-- Data provided --

════

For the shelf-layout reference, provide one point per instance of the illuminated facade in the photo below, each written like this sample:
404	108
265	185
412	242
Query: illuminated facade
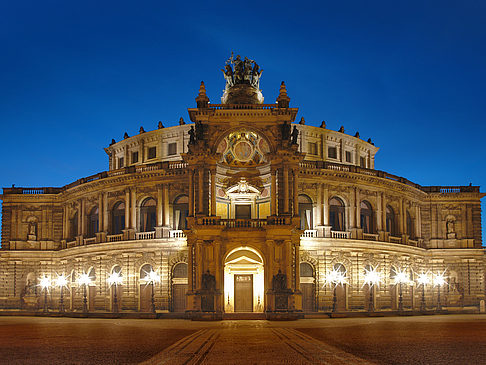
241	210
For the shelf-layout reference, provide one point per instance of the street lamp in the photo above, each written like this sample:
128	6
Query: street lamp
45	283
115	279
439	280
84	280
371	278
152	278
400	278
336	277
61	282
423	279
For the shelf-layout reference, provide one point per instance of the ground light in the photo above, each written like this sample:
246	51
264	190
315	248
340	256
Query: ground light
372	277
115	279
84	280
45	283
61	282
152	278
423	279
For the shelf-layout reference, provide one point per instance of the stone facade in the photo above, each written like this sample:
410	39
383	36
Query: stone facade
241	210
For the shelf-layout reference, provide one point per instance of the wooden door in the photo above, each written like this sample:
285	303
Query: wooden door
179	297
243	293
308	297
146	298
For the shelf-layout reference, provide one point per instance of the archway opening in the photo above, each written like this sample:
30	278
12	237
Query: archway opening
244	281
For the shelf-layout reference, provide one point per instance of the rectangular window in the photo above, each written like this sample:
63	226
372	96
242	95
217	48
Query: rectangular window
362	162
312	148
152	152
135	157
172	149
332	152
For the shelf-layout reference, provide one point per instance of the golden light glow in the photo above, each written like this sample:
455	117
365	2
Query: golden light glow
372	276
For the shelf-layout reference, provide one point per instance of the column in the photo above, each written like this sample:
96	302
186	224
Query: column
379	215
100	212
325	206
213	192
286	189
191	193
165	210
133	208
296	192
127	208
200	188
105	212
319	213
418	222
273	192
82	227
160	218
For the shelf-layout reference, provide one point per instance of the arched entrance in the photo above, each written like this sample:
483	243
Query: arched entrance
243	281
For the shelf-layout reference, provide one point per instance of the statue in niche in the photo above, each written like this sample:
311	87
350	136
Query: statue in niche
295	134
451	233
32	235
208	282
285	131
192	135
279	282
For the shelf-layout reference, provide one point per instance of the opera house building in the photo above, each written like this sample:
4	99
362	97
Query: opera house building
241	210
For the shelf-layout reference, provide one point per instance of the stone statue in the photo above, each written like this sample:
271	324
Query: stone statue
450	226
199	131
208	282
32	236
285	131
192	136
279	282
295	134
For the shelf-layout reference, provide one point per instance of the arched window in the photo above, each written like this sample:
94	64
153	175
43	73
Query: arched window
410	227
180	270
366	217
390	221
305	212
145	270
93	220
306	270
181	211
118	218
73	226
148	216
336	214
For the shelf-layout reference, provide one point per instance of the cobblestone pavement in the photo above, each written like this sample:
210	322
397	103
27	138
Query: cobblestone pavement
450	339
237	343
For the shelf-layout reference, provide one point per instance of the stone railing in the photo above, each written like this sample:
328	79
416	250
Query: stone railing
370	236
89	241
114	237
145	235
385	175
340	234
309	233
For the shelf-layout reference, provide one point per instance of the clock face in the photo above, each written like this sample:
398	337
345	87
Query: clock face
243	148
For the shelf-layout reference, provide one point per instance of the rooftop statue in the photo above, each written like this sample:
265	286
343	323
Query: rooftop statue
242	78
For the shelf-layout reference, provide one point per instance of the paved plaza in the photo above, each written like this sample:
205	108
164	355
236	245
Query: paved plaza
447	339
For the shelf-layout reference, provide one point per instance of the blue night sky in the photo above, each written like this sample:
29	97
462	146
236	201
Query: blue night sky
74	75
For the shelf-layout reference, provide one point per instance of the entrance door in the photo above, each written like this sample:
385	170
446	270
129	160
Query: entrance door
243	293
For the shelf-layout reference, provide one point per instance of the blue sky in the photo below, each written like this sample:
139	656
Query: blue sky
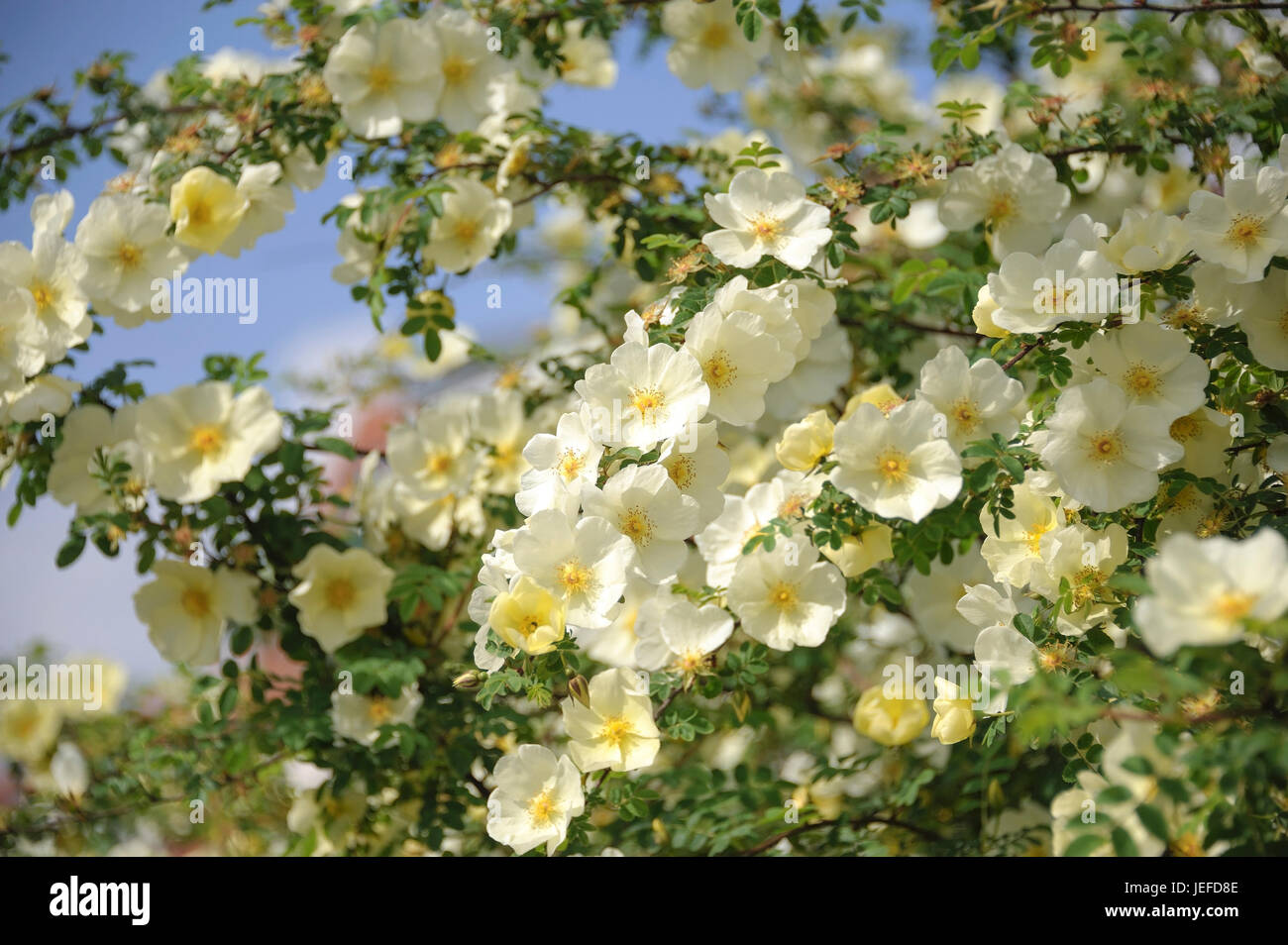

════

-- Task directions --
Every line above should be returned word for word, with the pictures left behind.

-- Exercise response --
For the shelf-layout reference, provide one point per instance of the illuminated facade in the photo below, each written like this sample:
404	108
265	185
412	242
Query: illuminated facade
241	210
For the shelf-layout reference, provide one point per instance of the street lamp in the photo above, each written like this sample:
128	6
Query: street lamp
45	283
115	279
439	280
84	280
371	278
152	278
400	278
336	277
61	282
423	279
For the shelf-layout reference, provide one point per instance of the ground light in the photo above, each written like this sample:
246	51
264	190
315	248
340	256
Query: ground light
372	277
115	279
84	280
45	283
61	282
152	278
423	279
For the shelf-layout reference, provide one point per instance of the stone facade in the photo above, each written like this sample:
410	39
383	36
Query: stone facade
241	210
For the shelf-layout reference, provide one point per instance of the wooden door in the photo above, each written like this sample:
285	303
Query: wooden door
179	297
243	293
308	297
146	298
For the shelf-layout reference, provide one point per instance of the archway opening in the photo above, each written like this sample:
30	278
12	237
Query: archway opening
244	281
For the shelf-layout reference, provide one point per instance of the rectangular window in the photo above, each written like this sample:
63	226
372	96
242	95
217	48
Query: rectangular window
362	162
312	148
152	152
135	157
172	149
332	152
For the shelf-layout reference, provide one point per instance of the golden light glow in the photo above, each written like this sample:
455	117
365	2
Query: golden light glow
372	276
For the shelf-layout reference, provide one point per instance of the column in the photo above, each written like this sample:
96	302
186	224
Query: column
379	215
100	212
325	206
213	192
286	189
191	193
165	210
133	208
296	192
127	208
200	188
105	212
319	213
418	222
273	192
82	227
160	218
For the shelf-layout reference, provide one point per instance of the arched entrance in the photo above, each written like this sample:
483	243
Query: arched entrance
243	281
For the shelf-layout reference, provide one point per instance of the statue in niche in the photo above, each written like this sample:
311	87
350	136
Query: statue in niche
295	134
451	233
32	235
208	282
285	131
192	135
279	282
For the shelf-layout reference, provide one point per instance of the opera house building in the photo above, each written like this sample:
4	99
362	97
Query: opera house building
241	210
For the shelf-layout reference, provide one point per instance of the stone statue in the photo above, each written like this sample:
271	324
Query: stone statue
450	226
199	131
208	282
32	236
285	131
192	136
279	282
295	134
For the shelf-layout reference, provide one point per instance of the arched window in the photo above, each written like this sample:
94	64
153	175
43	73
Query: arched window
410	227
180	270
366	217
390	221
305	212
145	270
93	220
306	270
181	211
118	218
73	226
148	216
336	214
For the shelf-layout reference, provide one point per instance of the cobblestone pavement in the photo above, each written like this sample:
210	322
397	103
27	138
Query: cobblestone pavement
450	339
237	343
For the shelf-layout reference, provide one point per instance of the stone railing in the photo above, each written like this sample:
328	79
416	250
Query: stone railing
370	236
89	241
114	237
145	235
385	175
340	234
309	233
For the shelf-layout reference, provide one point per instance of the clock face in the photo above, each written like this sample:
398	337
345	87
Query: clock face
243	148
For the shelf-layout reference, provide one point per instance of the rooftop statue in the photo above, each written like this sample:
265	286
343	323
Query: rooftop statue
242	78
For the shelf-layout reference, provide one point per instance of the paved plaza in the photo above, each written like this sample:
205	108
164	355
236	245
Query: paved plaza
447	339
For the shelf-layout reference, provide one point per instance of the blue night sky in the photo above, each written like this sample:
29	97
462	146
236	201
Query: blue night sky
74	75
For the shelf-layout reference, provide one point per instance of the entrance door in the photo above, each written like this sample:
385	170
446	270
129	160
Query: entrance door
243	293
For the shelf-layout reference, provide one point per instance of the blue sky in the photo below, each written like this sample:
139	656
Query: blue sky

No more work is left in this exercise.